Exact reproduction is required for all entries.

#####

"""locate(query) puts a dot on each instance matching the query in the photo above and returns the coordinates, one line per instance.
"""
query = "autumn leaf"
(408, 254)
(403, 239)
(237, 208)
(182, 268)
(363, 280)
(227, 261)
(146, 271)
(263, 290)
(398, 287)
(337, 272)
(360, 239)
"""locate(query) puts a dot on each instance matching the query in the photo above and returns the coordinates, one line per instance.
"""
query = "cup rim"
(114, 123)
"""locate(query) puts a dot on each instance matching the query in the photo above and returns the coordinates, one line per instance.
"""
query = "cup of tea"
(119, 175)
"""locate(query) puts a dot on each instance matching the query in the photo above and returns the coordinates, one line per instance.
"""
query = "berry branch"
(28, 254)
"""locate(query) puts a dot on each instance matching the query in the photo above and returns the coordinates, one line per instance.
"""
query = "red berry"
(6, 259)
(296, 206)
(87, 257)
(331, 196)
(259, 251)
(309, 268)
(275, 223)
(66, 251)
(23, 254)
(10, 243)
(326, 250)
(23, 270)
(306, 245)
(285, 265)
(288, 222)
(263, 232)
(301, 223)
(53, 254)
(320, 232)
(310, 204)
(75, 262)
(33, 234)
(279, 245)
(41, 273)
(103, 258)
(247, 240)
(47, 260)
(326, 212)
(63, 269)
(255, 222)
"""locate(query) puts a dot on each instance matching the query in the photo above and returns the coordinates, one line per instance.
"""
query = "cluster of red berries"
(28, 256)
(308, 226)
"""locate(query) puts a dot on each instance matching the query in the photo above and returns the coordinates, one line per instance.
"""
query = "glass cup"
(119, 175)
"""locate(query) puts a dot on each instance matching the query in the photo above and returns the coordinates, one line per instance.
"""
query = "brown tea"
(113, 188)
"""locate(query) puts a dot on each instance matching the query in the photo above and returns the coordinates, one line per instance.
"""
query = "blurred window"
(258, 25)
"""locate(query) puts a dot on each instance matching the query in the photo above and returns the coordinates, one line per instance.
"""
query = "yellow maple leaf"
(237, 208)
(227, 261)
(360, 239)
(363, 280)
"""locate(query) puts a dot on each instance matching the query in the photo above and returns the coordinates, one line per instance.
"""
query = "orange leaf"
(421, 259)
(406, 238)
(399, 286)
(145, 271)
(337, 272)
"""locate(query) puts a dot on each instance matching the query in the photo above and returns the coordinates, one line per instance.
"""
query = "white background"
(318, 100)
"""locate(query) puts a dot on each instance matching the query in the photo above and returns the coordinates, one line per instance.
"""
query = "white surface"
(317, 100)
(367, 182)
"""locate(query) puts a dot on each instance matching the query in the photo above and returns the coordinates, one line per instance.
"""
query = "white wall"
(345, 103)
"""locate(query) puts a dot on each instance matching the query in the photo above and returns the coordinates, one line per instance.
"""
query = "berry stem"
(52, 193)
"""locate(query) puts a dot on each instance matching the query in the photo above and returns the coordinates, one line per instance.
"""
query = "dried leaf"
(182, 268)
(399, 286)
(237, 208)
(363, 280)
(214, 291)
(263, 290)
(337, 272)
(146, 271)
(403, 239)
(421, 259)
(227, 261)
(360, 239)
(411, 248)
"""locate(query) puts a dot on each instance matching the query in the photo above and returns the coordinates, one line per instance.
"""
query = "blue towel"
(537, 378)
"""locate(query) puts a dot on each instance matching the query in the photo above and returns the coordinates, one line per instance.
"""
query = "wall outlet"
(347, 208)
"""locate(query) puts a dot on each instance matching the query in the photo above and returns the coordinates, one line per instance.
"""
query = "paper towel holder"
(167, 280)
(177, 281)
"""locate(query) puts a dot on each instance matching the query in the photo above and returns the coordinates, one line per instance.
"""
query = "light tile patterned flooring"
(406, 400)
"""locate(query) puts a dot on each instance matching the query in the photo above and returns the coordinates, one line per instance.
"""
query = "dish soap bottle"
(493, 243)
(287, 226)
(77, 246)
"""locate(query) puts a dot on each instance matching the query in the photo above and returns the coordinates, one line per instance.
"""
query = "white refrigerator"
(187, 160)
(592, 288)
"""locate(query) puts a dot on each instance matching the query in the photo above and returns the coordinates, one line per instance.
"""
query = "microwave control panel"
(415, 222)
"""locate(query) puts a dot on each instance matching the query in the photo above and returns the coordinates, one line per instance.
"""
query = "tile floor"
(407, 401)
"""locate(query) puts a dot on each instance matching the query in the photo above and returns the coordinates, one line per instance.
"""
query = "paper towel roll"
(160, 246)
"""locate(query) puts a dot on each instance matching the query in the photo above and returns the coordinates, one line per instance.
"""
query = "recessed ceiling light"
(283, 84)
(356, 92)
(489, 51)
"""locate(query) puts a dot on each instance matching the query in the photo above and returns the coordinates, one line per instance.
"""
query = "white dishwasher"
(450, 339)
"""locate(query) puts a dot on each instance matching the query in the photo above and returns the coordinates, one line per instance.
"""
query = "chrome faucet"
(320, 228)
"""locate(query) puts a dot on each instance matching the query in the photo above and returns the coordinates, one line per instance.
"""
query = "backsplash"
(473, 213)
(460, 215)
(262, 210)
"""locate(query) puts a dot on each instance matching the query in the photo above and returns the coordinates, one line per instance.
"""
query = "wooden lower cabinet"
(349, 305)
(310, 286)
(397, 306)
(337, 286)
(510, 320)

#####

* _OUTPUT BELOW_:
"""locate(query) puts a dot on each instance matching the query in the photo above and returns the coordinates, one line per instance.
"""
query = "autumn leaf"
(408, 254)
(403, 239)
(237, 208)
(182, 268)
(363, 280)
(227, 261)
(146, 271)
(263, 290)
(398, 287)
(337, 272)
(360, 239)
"""locate(query) puts a dot on each instance matching the query in the photo above and returns the coordinates, one line per instance.
"""
query = "cup rim"
(114, 123)
"""locate(query) puts a dot on each instance matching the query in the photo above and returns the coordinates, one line per instance.
"""
query = "cup of tea"
(119, 175)
"""locate(query) puts a dot on each instance matching the query in the photo above and returns the coordinates, one line per instance.
"""
query = "berry branch"
(28, 254)
"""locate(query) puts a dot on each instance matching the query in the photo above and returns the coordinates, one line per instance.
"""
query = "red berry"
(6, 259)
(296, 206)
(87, 257)
(331, 196)
(259, 251)
(309, 268)
(275, 223)
(66, 251)
(23, 254)
(10, 243)
(326, 250)
(23, 270)
(306, 245)
(285, 265)
(288, 222)
(263, 232)
(301, 223)
(53, 254)
(320, 232)
(310, 204)
(75, 262)
(33, 234)
(279, 245)
(41, 273)
(103, 258)
(247, 240)
(47, 260)
(326, 212)
(63, 269)
(255, 222)
"""locate(query) puts a dot on each instance matching the query in the photo above and returns the coordinates, one line per instance.
"""
query = "cluster of red berries"
(28, 256)
(308, 226)
"""locate(query) puts a dot on each instance matching the query in the photo above and returns the coordinates, one line per instance.
"""
query = "glass cup"
(119, 175)
"""locate(query) puts a dot on each instance matching the query in the photo above and returns the coordinates, one line per instance.
"""
query = "brown tea"
(113, 188)
"""locate(query) puts a dot on each instance matching the query in the photo above and returns the coordinates, one line per instance.
"""
query = "blurred window"
(258, 25)
"""locate(query) puts a dot on each instance matching the query in the photo above and returns the coordinates, one line per instance.
"""
query = "yellow maple leaf"
(237, 208)
(227, 261)
(360, 239)
(363, 280)
"""locate(query) puts a dot on each instance matching the query in the photo above and returns the coordinates, one line per instance.
"""
query = "orange leaf"
(421, 259)
(406, 238)
(399, 286)
(145, 271)
(337, 272)
"""locate(query) puts a dot on each instance matching the query in the photo above and returns the coordinates, one line per instance.
"""
query = "white background"
(318, 100)
"""locate(query) puts a dot on each instance matching the query in the photo above and returns the coordinates, one line per instance.
"""
query = "white surface"
(317, 100)
(367, 182)
"""locate(query) puts a dot on each instance matching the query in the photo above and returns the coordinates, one line per instance.
"""
query = "white wall"
(345, 103)
"""locate(query) puts a dot on each instance matching the query in the photo above and returns the coordinates, one line per instance.
"""
query = "berry stem"
(52, 193)
"""locate(query) puts a dot on each instance matching the query in the photo above and returns the coordinates, one line per instance.
"""
query = "dried leaf"
(182, 268)
(399, 286)
(237, 208)
(363, 280)
(214, 291)
(263, 290)
(337, 272)
(146, 271)
(403, 239)
(421, 259)
(227, 261)
(360, 239)
(411, 248)
"""locate(query) puts a dot on each instance matching the query in the photo above and returns the coordinates, one line per instance.
"""
query = "blue towel"
(537, 378)
"""locate(query) puts a dot on each instance matching the query in the photo above and returns the coordinates, one line per instance.
"""
query = "wall outlet"
(347, 208)
"""locate(query) puts a dot on each instance matching the query in the photo above and returns the coordinates, one line per instance.
"""
query = "paper towel holder"
(167, 280)
(177, 281)
"""locate(query) puts a dot on each instance matching the query in the photo above and returns the coordinates, one line per instance.
"""
query = "light tile patterned flooring"
(406, 400)
"""locate(query) puts a dot on each instance matching the query in the photo above and returns the coordinates, one line per instance.
"""
query = "dish soap bottle"
(493, 243)
(287, 226)
(77, 246)
"""locate(query) puts a dot on each instance matching the query in the photo above and returns the coordinates, one line per instance.
"""
query = "white refrigerator"
(187, 160)
(592, 288)
"""locate(query) puts a dot on each instance matching the query in the photo above and returns the coordinates, one line per instance.
"""
query = "microwave control panel"
(415, 222)
"""locate(query) puts a dot on each instance matching the query in the photo above and returns the coordinates, one line per instance.
"""
query = "tile floor"
(407, 401)
"""locate(query) puts a dot on each instance matching the query in the photo above and returns the coordinates, one line per instance.
"""
query = "paper towel roll"
(160, 246)
"""locate(query) puts a dot on each instance matching the query in the photo above and returns the coordinates, one line per instance.
"""
query = "recessed ceiling light"
(283, 84)
(356, 92)
(489, 51)
"""locate(query) puts a dot on each instance matching the query in the photo above and returns the coordinates, one line per instance.
"""
query = "white dishwasher"
(450, 339)
"""locate(query) puts a dot on each instance matching the query in the photo above and returns the coordinates, one line per instance.
"""
query = "chrome faucet"
(320, 228)
"""locate(query) puts a dot on each instance matching the query in the photo above and returns the coordinates, one line per instance.
"""
query = "backsplash"
(473, 213)
(460, 215)
(262, 210)
"""locate(query) puts a dot on each instance matching the query in the photo above and returns the coordinates, one line per instance.
"""
query = "wooden lower cabinet"
(349, 305)
(310, 286)
(397, 306)
(337, 286)
(510, 320)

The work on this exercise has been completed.